_WHAT IS EXPECTED:_
Answer these from the text on colds in children below:
1. How long do colds typically last?
2. Up to what share of children will have fever within the first few days of a cold?
3. About how many colds a year does an average child in daycare have?

_TEXT SECTION:_

++++++++

Viral upper respiratory illnesses, or common colds, are by far the most frequent illness I see in my office. It is called the common cold because it is, well, common. I typically can make the diagnosis with a high degree of certainty based on the pattern and the timing of the symptoms. Deciphering cold symptoms and knowing when to worry is what a pediatrician does more often than anything else, and I believe parents can learn how to do this as well. If a parent can get a handle on what a common cold looks like, they can certainly save some co-pays and visits to the doctor. You see, there is no real treatment for the common cold. I know, I know, this is the great failure of modern medicine.
Look at the chart below. Notice when the symptoms typically start and stop. A cold generally starts abruptly. Your child will be fine one day and then sick the next. Their nose becomes stuffy or runny and a cough usually develops. Older children may complain of a sore throat the first few days of the illness. The mucus in the nose will often thicken up and become yellow or green as the illness progresses. Contrary to popular belief, yellow or green mucus does not necessarily mean your child is getting worse. It may in fact mean he is getting better. Colds typically last 10 to 14 days. Nothing, including antibiotics, shortens the duration of the illness. Colds truly must run their course.
Fever is the big variable. As you can see, up to 20% of children will have fever within the first few days of the illness. So fever that starts at the beginning of the illness is not too concerning. Now if the fever starts later in the illness or does not go away by the 3rd day of the illness, something else may be brewing, such as an ear infection or pneumonia. This is very important and is illustrated in the picture below. Fever that starts during the first couple of days of the illness is probably related to the cold virus itself and not very concerning (green zone). Fever that starts after your child has had a runny nose and cough for several days, can represent a complication from the cold (red zone). The latter should be evaluated by a doctor.
During childhood, your child's immune system goes to school. Each cold teaches the immune system how to fight future viruses and prevent infection. As your child gets older, he will have fewer and fewer colds. The first couple of years will be full of these illnesses, especially if your child is in daycare. You will feel your child is always sick and something is wrong with him, but an average child in daycare will have about 10 colds a year. If each one last 14 days, well, you do the math. Your child will have some sort of cold symptoms for close to half the year.

++++++++

_EXTRACTED DATA:_
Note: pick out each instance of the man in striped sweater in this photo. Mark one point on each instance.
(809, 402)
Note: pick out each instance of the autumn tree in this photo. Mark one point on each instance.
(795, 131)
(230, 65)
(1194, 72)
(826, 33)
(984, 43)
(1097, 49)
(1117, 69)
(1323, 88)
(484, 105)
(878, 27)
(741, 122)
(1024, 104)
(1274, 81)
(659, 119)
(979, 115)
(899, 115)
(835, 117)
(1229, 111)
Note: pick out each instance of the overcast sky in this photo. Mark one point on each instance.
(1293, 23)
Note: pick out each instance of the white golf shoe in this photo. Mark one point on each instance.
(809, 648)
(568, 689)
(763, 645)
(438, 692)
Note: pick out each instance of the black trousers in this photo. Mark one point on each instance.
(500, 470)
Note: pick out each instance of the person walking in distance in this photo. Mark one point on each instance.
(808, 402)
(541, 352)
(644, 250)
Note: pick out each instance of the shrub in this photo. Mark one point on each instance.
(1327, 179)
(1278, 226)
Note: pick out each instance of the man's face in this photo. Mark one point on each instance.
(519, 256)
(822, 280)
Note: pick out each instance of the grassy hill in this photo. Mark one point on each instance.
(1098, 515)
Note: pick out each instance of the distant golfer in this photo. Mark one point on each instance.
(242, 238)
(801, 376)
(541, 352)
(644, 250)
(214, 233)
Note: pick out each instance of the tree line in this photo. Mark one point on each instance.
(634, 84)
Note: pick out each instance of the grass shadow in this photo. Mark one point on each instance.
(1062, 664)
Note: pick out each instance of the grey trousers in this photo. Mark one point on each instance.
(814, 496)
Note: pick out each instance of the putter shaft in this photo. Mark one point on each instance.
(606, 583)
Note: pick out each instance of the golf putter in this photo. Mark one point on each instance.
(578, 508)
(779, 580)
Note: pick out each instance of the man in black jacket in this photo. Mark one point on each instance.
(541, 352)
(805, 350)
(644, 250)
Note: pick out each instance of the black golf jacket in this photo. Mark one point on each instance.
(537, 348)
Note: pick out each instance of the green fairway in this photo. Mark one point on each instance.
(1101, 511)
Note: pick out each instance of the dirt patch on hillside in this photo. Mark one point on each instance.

++++++++

_EXERCISE RESULT:_
1. 10 to 14 days.
2. Up to 20%.
3. About 10.